> [TASK STATEMENT]: Please write out each entry below exactly as given.
- Opening Delimiter -
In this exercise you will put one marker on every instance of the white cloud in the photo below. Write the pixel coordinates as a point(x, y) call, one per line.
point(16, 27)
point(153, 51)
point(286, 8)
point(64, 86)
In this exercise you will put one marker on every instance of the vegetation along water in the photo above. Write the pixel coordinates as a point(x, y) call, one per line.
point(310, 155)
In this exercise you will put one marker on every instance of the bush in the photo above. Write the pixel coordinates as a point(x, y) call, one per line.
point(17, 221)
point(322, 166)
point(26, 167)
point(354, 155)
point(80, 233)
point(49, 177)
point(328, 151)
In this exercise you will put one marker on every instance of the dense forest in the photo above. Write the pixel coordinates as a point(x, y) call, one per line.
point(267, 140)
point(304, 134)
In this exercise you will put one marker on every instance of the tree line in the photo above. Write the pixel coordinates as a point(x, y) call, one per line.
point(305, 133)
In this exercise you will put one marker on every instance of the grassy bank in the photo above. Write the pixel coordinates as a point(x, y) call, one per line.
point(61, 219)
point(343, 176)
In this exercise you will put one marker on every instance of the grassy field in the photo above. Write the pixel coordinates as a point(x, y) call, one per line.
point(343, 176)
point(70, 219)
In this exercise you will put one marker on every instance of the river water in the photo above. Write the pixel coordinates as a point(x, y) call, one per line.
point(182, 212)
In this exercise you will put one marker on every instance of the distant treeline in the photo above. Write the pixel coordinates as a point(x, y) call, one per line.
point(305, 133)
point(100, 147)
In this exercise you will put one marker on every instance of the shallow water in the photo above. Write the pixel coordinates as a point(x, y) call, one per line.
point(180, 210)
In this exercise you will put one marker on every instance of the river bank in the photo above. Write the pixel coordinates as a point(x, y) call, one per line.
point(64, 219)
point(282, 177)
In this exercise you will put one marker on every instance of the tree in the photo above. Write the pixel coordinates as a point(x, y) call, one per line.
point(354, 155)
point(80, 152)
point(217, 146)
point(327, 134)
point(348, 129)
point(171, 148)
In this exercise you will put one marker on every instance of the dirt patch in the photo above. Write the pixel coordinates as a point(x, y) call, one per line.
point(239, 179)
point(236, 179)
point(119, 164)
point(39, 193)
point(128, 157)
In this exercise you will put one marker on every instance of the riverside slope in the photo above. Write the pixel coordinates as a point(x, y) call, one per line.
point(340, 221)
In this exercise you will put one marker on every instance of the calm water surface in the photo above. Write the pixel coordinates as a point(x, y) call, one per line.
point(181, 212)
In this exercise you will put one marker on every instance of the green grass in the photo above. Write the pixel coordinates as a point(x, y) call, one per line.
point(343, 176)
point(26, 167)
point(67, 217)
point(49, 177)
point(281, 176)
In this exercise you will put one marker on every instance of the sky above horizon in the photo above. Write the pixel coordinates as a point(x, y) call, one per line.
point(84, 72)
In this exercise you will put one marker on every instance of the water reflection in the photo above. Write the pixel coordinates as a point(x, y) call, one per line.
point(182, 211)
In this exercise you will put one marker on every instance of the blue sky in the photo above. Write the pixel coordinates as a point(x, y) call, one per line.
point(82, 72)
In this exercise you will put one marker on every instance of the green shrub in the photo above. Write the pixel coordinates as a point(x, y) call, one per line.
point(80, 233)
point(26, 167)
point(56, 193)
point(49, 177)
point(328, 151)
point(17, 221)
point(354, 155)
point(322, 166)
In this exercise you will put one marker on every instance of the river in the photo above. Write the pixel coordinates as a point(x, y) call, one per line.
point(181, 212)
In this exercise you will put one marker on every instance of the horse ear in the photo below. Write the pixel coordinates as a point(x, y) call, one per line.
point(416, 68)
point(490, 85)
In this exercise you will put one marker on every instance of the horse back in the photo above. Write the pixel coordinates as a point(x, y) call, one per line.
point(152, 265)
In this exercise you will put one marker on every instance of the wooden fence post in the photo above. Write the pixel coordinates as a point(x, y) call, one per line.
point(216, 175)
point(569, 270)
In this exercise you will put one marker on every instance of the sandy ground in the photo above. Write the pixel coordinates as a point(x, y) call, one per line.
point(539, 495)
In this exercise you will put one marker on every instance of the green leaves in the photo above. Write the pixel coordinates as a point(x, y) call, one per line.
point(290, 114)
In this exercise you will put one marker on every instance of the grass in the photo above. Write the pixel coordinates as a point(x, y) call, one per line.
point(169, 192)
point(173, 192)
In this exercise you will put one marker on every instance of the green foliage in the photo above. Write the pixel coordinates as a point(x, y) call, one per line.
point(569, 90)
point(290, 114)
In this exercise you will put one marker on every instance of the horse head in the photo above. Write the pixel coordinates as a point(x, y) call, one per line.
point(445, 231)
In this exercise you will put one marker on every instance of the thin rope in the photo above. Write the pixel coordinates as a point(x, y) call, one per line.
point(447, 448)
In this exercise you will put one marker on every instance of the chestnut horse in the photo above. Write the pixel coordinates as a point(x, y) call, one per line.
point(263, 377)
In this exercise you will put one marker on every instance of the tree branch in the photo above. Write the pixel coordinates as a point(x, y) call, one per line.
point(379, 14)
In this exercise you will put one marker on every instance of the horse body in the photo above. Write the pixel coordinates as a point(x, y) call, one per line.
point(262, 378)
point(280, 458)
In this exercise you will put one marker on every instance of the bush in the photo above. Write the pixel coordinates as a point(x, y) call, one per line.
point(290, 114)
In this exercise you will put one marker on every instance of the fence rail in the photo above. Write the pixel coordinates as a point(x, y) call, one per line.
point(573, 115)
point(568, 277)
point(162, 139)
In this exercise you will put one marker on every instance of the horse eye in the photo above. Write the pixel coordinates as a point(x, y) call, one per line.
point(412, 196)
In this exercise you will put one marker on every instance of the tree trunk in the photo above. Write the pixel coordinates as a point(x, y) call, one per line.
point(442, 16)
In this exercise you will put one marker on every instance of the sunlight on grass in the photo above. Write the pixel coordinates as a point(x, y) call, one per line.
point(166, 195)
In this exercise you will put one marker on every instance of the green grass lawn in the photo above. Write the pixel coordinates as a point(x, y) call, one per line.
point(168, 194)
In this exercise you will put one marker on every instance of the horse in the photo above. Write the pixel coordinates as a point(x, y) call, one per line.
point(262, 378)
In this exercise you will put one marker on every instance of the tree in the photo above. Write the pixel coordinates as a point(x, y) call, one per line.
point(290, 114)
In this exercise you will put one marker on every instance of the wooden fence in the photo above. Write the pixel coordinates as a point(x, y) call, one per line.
- Closing Delimiter -
> [SOLUTION FOR THIS TASK]:
In this exercise you will put one marker on every instance of the white cloud in the photo below. Write the pixel coordinates as a point(x, y) call, one per line.
point(16, 27)
point(153, 51)
point(286, 8)
point(64, 86)
In this exercise you will put one marker on every instance of the vegetation along water in the photo above. Write the pixel coordinates as a point(x, y) call, one per line.
point(310, 155)
In this exercise you will put one marker on every instance of the bush in the photo above. Write the pixel coordinates as a point(x, y) call, one per line.
point(17, 221)
point(322, 166)
point(26, 167)
point(354, 155)
point(80, 233)
point(49, 177)
point(328, 151)
In this exercise you will put one marker on every instance of the dense forest in the photo above. Write the pixel coordinates as a point(x, y) call, one per line.
point(267, 140)
point(304, 134)
In this exercise you will put one marker on every instance of the tree line in the photo above. Write the pixel coordinates as a point(x, y) call, one per line.
point(305, 133)
In this exercise you will put one marker on every instance of the grassy bank in the photo above. Write the pixel coordinates as a point(x, y) call, one per line.
point(61, 219)
point(343, 176)
In this exercise you will put one marker on every instance of the grassy field in the photo above. Write the pixel coordinates as a point(x, y) call, one per line.
point(343, 176)
point(70, 219)
In this exercise you will put one marker on every instance of the river water in the photo above. Write the pixel coordinates as a point(x, y) call, one per line.
point(182, 212)
In this exercise you will put one marker on every instance of the distant treeline in the photo above. Write the pixel coordinates as a point(x, y) call, one per line.
point(305, 133)
point(100, 147)
In this exercise you will put one marker on every instance of the shallow water in the photo above. Write the pixel coordinates as a point(x, y) call, one per line.
point(180, 210)
In this exercise you will put one marker on every instance of the river bank in the photo above. Write the pixel coordinates as a point(x, y) call, one per line.
point(64, 219)
point(282, 177)
In this exercise you will put one marker on every instance of the tree in the photo above. Write the pixel coordinates as a point(x, y) call, one per line.
point(354, 155)
point(80, 152)
point(217, 146)
point(327, 134)
point(348, 129)
point(171, 148)
In this exercise you will put one marker on every instance of the dirt patch in the photo above. Write the pixel coordinates as a point(x, y) call, one per line.
point(239, 179)
point(236, 179)
point(119, 164)
point(39, 193)
point(128, 157)
In this exercise you will put one marker on every instance of the riverside slope in the photo above. Write the pixel coordinates as a point(x, y) call, one per line.
point(340, 221)
In this exercise you will put one marker on every instance of the calm water surface in the photo above. Write the pixel coordinates as a point(x, y) call, one per line.
point(181, 212)
In this exercise you will put one marker on every instance of the green grass in the photo above. Write the pixel coordinates as a point(x, y) call, one per line.
point(343, 176)
point(26, 167)
point(67, 217)
point(49, 177)
point(281, 176)
In this exercise you will put one marker on every instance of the sky above horizon in the photo above. Write the pixel coordinates as a point(x, y) call, one per line.
point(84, 72)
In this exercise you will put one marker on every instance of the water reflection in the photo above. Write the pixel coordinates as a point(x, y) call, one per line.
point(182, 211)
In this exercise you will put one marker on every instance of the blue sky in the photo above. Write the pixel coordinates as a point(x, y) call, one per line.
point(82, 72)
In this exercise you will put one marker on every instance of the green shrub in the photo above. Write the pixel coordinates as a point(x, y) call, one per line.
point(80, 233)
point(26, 167)
point(56, 193)
point(49, 177)
point(328, 151)
point(17, 221)
point(354, 155)
point(322, 166)
In this exercise you will put one marker on every instance of the river in the photo above. Write the pixel coordinates as a point(x, y) call, one per line.
point(181, 212)
In this exercise you will put one marker on every instance of the horse ear in the photo below. Write the pixel coordinates as a point(x, y) call, one per line.
point(416, 68)
point(490, 85)
In this exercise you will put one marker on every instance of the horse back in the photo above. Write the pixel coordinates as a point(x, y) call, one per line.
point(152, 265)
In this exercise you will put one marker on every instance of the wooden fence post in the photo above. Write the pixel coordinates as a point(x, y) call, one per line.
point(216, 175)
point(569, 270)
In this exercise you will put one marker on every instance of the sandy ground in the photo above. Write the pixel coordinates as a point(x, y) call, one per line.
point(539, 495)
In this exercise you will put one marker on every instance of the green leaves in the photo above. Write the pixel coordinates as a point(x, y) call, one per line.
point(290, 114)
In this exercise you will put one marker on every instance of the grass in the photo above. Write the pixel coordinates as a point(x, y) call, one per line.
point(169, 192)
point(173, 192)
In this exercise you will put one marker on every instance of the green foliage in the photo above. Write the pixel coordinates as a point(x, y) call, one per line.
point(569, 90)
point(290, 114)
In this exercise you will put one marker on every instance of the horse head in the photo above. Write the pixel coordinates as a point(x, y) call, one per line.
point(445, 231)
In this exercise you will put one marker on every instance of the thin rope in the photo above. Write the pixel coordinates as a point(x, y) call, one per line.
point(447, 448)
In this exercise you will put one marker on every instance of the chestnut horse in the photo above. Write the pixel coordinates as a point(x, y) call, one per line.
point(263, 377)
In this exercise you will put one marker on every instance of the tree branch in the photo above. Write the pixel coordinates as a point(x, y) call, one per line.
point(379, 14)
In this exercise you will put one marker on every instance of the horse body in the photo above. Write the pixel coordinates as a point(x, y) call, one per line.
point(262, 378)
point(280, 458)
In this exercise you will put one marker on every instance of the bush in the photo above. Write the pixel coordinates as a point(x, y) call, one per line.
point(290, 114)
In this exercise you will put one marker on every instance of the fence rail in the photo above. Write the pixel coordinates as a point(x, y) call, one per line.
point(573, 115)
point(568, 277)
point(162, 139)
In this exercise you will put one marker on every instance of the horse eye in the photo above. Write the pixel coordinates as a point(x, y) call, one per line.
point(412, 196)
In this exercise you will put one marker on every instance of the tree trunk in the photo above. Write the pixel coordinates as a point(x, y) call, one per line.
point(442, 16)
In this exercise you will put one marker on every instance of the sunlight on grass in the photo above. Write the pixel coordinates as a point(x, y) call, one per line.
point(166, 195)
In this exercise you will put one marker on every instance of the green grass lawn in the photo above. Write the pixel coordinates as a point(x, y) call, one per line.
point(168, 194)
In this exercise you will put one marker on every instance of the horse in the photo above. Write the pixel coordinates as a point(x, y) call, one per line.
point(262, 378)
In this exercise you will put one marker on every instance of the tree in the photo above. Write the pixel coordinates as a point(x, y) call, one per line.
point(290, 114)
In this exercise you will put one marker on every instance of the wooden fence in the photo above. Write the pixel coordinates as a point(x, y) call, one per line.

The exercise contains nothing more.